* Task directions *
Put the lines into a JSON list of strings, one string per line, with blank lines left out. Begin at the very first line and stop after the line that contains "(345, 189), (358, 212)".
____ Data for processing
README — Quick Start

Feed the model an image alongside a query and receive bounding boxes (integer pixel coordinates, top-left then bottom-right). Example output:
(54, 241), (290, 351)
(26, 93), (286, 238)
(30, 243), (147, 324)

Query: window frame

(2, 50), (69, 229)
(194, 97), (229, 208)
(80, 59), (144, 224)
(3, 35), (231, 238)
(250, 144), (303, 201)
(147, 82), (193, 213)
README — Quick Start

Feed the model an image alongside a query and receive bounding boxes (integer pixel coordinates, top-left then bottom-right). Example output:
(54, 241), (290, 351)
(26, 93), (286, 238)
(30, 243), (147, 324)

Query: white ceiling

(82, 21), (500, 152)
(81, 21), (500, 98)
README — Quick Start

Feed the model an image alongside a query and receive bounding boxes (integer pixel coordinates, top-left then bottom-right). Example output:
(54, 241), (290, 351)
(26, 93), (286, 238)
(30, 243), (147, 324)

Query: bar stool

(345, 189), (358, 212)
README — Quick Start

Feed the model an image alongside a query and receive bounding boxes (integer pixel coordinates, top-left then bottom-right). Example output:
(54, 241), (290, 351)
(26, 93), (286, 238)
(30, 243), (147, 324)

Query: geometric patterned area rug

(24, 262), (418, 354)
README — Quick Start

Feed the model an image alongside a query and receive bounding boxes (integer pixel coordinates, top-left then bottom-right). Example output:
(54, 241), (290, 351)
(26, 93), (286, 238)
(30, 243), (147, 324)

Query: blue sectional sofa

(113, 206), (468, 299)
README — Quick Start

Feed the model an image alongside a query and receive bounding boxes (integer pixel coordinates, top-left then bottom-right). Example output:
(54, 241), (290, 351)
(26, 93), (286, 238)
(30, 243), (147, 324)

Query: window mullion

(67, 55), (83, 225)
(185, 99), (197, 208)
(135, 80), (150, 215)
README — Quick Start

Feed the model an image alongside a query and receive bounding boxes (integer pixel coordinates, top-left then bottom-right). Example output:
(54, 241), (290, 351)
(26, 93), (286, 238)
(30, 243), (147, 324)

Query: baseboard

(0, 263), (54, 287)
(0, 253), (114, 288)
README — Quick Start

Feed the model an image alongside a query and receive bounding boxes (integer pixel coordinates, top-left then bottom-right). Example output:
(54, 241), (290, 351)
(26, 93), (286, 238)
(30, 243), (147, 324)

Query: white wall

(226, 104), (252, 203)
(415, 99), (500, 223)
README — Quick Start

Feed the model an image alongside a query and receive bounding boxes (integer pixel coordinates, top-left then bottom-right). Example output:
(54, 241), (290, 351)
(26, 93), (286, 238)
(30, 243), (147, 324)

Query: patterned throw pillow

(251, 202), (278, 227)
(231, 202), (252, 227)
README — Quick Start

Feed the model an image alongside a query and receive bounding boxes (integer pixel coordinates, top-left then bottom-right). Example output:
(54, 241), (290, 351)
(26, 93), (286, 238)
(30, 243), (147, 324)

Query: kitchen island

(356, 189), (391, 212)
________
* Correct response *
[
  "README — Quick Start",
  "Feed the model an image alongside a query and receive bounding boxes (integer pixel coordinates, top-left then bottom-right). Example output:",
  "(54, 241), (290, 351)",
  "(26, 93), (286, 238)",
  "(30, 243), (147, 324)",
  "Query: window frame",
  "(2, 50), (69, 229)",
  "(194, 97), (229, 208)",
  "(80, 59), (144, 224)",
  "(3, 35), (231, 238)",
  "(250, 144), (303, 201)",
  "(147, 82), (193, 213)",
  "README — Quick Start",
  "Feed the model an image alongside a query and receive bounding boxes (integer pixel coordinates, top-left then bottom-right). Example output:",
  "(54, 241), (290, 351)",
  "(26, 93), (286, 238)",
  "(30, 243), (147, 324)",
  "Query: white ceiling",
  "(82, 21), (500, 152)",
  "(81, 21), (500, 98)",
  "README — Quick Start",
  "Feed the model an image alongside a query and receive bounding boxes (integer pixel coordinates, top-left then bottom-right). Example output:",
  "(54, 241), (290, 351)",
  "(26, 93), (286, 238)",
  "(30, 243), (147, 324)",
  "Query: bar stool",
  "(345, 189), (358, 212)"
]